*** Excerpt to read ***
I started motherhood as a single mother, so let me put that out there as a disclaimer.
When I tuned in to watch Margo’s Got Money Troubles, I had no idea how much I would identify with the storylines. No, I’ve never had an OnlyFans account or anything similar. But beyond that, all that comes with becoming an unwed single mother? Yeah — all of that I still felt, and that was almost thirty years ago.
My feelings about the show also sit on the heels of watching the last season of Call the Midwife. Margo’s situation could have easily been placed into that show — and dare I say, it already has been in many ways. It is the age-old experience of a woman finding out she is pregnant and unmarried. Society still has not found a way to make the man — the one she created this child with — carry the same stigma or emotional burden as the woman.
Maybe we need some kind of AI tool for that. Once a woman becomes pregnant, the sperm donor in question should receive some type of zing or zap if he refuses to stand beside her and help move the process forward.
Again, let me remind you: I am speaking as someone who experienced the deadbeat baby daddy situation firsthand. I also experienced having to tell my parents that their daughter’s detour out of college also included an unexpected detour into motherhood.
The biological contributor felt nowhere near the guilt that I did. Not because I was ashamed of my child, but because I was afraid of how people would see me. It sounds ridiculous now. Who cares what people think?
*** End of Excerpt to read ***
*** Data ***
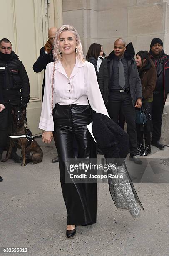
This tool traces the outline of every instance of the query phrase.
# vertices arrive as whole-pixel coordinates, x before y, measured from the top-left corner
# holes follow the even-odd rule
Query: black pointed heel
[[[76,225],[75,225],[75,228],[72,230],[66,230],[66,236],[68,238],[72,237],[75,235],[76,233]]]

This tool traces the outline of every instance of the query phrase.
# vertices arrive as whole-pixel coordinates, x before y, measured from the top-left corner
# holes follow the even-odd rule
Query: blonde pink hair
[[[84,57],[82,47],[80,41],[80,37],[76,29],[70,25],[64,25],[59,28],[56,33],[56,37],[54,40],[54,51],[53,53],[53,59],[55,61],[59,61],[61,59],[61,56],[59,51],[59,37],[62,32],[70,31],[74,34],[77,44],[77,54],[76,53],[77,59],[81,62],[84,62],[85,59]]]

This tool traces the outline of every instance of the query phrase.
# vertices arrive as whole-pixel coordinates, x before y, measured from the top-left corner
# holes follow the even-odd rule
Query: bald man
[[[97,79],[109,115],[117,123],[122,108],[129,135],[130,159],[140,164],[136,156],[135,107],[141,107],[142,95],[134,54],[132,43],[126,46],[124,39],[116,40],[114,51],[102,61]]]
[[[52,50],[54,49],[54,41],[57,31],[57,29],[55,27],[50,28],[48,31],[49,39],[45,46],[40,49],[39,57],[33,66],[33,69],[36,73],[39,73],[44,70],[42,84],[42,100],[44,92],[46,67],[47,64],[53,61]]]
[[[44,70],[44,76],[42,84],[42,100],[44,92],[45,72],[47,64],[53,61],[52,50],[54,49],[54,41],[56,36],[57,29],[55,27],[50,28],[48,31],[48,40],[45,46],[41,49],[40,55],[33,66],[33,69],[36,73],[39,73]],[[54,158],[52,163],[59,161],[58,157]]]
*** End of Data ***
*** Data ***
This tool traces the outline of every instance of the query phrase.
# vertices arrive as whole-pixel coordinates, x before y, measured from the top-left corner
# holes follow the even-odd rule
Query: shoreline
*** End of Data ***
*** Data ***
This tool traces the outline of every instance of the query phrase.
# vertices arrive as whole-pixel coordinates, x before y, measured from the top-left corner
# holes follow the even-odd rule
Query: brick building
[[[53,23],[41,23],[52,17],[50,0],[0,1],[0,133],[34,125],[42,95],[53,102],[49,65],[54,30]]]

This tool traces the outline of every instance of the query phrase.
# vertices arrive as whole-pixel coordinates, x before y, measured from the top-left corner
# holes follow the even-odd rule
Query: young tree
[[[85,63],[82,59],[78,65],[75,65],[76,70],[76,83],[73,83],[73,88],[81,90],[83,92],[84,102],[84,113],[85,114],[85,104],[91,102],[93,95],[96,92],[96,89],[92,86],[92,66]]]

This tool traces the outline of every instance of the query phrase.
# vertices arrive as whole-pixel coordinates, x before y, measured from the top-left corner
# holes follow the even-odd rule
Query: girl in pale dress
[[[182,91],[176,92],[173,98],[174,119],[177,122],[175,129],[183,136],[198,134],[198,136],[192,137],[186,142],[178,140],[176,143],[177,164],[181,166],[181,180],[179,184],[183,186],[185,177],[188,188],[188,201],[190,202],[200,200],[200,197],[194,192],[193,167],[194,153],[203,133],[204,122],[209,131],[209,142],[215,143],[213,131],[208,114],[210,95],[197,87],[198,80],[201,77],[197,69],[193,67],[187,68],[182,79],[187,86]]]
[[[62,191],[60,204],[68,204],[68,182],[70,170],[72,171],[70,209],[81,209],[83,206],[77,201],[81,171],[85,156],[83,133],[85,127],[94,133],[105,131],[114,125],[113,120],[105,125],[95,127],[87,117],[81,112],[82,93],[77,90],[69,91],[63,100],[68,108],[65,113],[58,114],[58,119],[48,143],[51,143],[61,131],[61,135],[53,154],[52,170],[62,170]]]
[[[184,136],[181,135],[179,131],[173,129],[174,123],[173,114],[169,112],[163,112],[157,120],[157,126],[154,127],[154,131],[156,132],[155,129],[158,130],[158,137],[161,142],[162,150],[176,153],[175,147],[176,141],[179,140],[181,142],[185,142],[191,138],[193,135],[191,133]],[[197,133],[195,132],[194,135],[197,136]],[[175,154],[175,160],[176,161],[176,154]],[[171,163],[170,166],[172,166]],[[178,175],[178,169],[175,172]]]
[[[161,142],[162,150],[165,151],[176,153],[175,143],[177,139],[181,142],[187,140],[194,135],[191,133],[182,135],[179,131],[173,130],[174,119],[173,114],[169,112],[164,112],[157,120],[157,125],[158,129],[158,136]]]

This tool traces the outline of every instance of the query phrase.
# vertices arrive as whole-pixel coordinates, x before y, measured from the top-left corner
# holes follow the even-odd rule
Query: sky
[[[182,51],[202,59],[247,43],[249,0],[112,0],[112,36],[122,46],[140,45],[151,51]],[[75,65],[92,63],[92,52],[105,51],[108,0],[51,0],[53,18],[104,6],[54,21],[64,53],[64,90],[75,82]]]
*** End of Data ***
# [What you need to do]
A: Copy from the essay on single motherhood the passage that begins at the words "When I tuned" and stops after "as the woman.".
B: In the essay on single motherhood, which show's last season had the writer watched shortly before watching Margo's Got Money Troubles?
C: Continue the essay on single motherhood from where it stops.

# [Answers]
A:
When I tuned in to watch Margo’s Got Money Troubles, I had no idea how much I would identify with the storylines. No, I’ve never had an OnlyFans account or anything similar. But beyond that, all that comes with becoming an unwed single mother? Yeah — all of that I still felt, and that was almost thirty years ago.
My feelings about the show also sit on the heels of watching the last season of Call the Midwife. Margo’s situation could have easily been placed into that show — and dare I say, it already has been in many ways. It is the age-old experience of a woman finding out she is pregnant and unmarried. Society still has not found a way to make the man — the one she created this child with — carry the same stigma or emotional burden as the woman.

B: Call the Midwife

C:
But there it was. At 21 years old, I cared deeply.
Mostly, I cared what my family would think, and the thought of disappointing them stung more than anything else.
Now that I’m older, I understand why people believe having a child without a plan, marriage, or financial security is not ideal. Even for adults with full-time jobs, motherhood changes everything, and support is often still needed. Entering motherhood shifts everyone’s life, married or not.
But what can change is the audible gasp. The guttural feeling of shock and despair people project onto women when they find out they are pregnant and unmarried.
Babies are joyful.
And with community support, things can work out.
Babies eventually grow up, go to school, and what do you know, life goes on. The family gains a new addition, and oftentimes the mother gains a new sense of inspiration and motivation, too. I know that’s what happened for me.
It all worked out for my good.
And sometimes I wish that had been the message I received back then. It would have made forgiving myself feel far less necessary for something that was never truly unforgivable in the first place.